**Your objective**.
Render the rows below as a JSON list of strings with one string per line, omitting any blank lines.

═════ Data provided

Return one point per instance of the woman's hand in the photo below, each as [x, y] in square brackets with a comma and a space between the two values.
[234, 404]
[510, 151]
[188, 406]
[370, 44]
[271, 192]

══════════

**Answer below**.
[
  "Return one point per instance of the woman's hand in the photo below, each as [x, y] in square brackets with a comma and a space between the two values.",
  "[234, 404]",
  "[510, 151]",
  "[188, 406]",
  "[370, 44]",
  "[271, 192]"
]